[Data items listed in a dataset]
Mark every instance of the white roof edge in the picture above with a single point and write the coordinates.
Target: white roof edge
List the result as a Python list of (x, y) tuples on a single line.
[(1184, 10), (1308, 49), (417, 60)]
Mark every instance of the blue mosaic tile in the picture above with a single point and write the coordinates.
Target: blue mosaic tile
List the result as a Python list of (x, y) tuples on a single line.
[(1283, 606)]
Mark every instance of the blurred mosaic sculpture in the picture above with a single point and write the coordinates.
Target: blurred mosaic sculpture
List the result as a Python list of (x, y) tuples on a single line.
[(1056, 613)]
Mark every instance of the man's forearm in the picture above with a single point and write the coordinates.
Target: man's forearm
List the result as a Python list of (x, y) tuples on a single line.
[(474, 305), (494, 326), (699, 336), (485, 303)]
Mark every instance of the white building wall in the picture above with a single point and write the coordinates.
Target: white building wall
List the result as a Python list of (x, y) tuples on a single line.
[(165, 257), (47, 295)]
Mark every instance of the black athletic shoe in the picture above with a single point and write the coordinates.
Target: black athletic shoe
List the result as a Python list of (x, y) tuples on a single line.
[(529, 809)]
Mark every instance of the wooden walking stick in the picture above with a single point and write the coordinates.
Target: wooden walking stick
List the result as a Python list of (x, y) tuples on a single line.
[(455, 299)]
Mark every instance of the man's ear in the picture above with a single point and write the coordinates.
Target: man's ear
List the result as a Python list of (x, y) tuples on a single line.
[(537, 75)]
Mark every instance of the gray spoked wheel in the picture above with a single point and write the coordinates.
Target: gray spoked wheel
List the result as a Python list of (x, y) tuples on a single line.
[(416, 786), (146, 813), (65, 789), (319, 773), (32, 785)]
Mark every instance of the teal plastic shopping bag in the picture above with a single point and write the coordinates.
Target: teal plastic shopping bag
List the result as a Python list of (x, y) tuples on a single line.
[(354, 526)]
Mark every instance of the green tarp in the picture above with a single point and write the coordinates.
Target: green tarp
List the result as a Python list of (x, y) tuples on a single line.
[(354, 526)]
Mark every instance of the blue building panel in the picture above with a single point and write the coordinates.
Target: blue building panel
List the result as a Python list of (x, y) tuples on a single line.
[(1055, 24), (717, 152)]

◆ To be done: Copy out all of the data above word for word, keeping every line in its original order.

◆ Expected output:
Mark every instance of the white roof edge in the picture above with a single point and write the coordinates.
Target: white roof edge
List the result as a Python list of (x, y) tuples on a single line.
[(1184, 10), (1308, 49), (417, 60)]
Mark every instance of the blue mosaic tile in the picture above with a single point and write the coordinates.
Target: blue mosaic tile
List the result as a Python list of (x, y) tuples on a single line.
[(1283, 606)]
Mark every instance of the blurred mosaic sculpture in the picture above with a single point and write the coordinates.
Target: blurred mosaic sculpture
List the result as a Python list of (x, y) tuples on a single line.
[(1056, 613)]
Mark every instance of the man's forearm in the picture above with a single point and write the coordinates.
Target: man's forearm
List the result as a Python list of (x, y) tuples on a single line.
[(474, 305), (494, 326), (699, 336), (485, 303)]
Mark every instance of the white building wall in the picture above with a single point and write the coordinates.
Target: white building wall
List the result as a Python list of (x, y) tuples on a single line.
[(165, 257), (47, 295)]
Mark every instance of the black athletic shoe in the picture above with a single point and write the coordinates.
Target: black athletic shoe
List the result as a Python list of (x, y) tuples on a single line.
[(529, 809)]
Mark every instance of the wooden walking stick in the picture above with a single point and write the coordinates.
Target: wooden walking stick
List the result as a Python list of (x, y) tuples on a single line.
[(455, 299)]
Mark every instance of the man's ear in the picture above with a single point and write the coordinates.
Target: man's ear
List the result as a Python list of (x, y) tuples on a single line.
[(537, 75)]
Mark every instance of the gray spoked wheel in the picture above with a single point and write the coordinates.
Target: gray spoked wheel
List the result as a Python list of (x, y) tuples on a single line.
[(416, 786), (146, 813), (65, 789), (319, 773), (32, 785)]
Mark every instance of the teal plastic shopping bag in the picture above with a single point and write the coordinates.
Target: teal plastic shopping bag
List the result as a Python list of (x, y) tuples on a single line.
[(354, 526)]
Mark every instance of the green tarp in the picture above with a single point and write the coordinates.
Target: green tarp
List the result as a Python list of (x, y) tuples on a single line.
[(354, 526)]
Mark every instance of the blue building panel in the picture above with a single point and write the coordinates.
Target: blue building panel
List the result as a Python list of (x, y) tuples on a single line.
[(1055, 24), (717, 152)]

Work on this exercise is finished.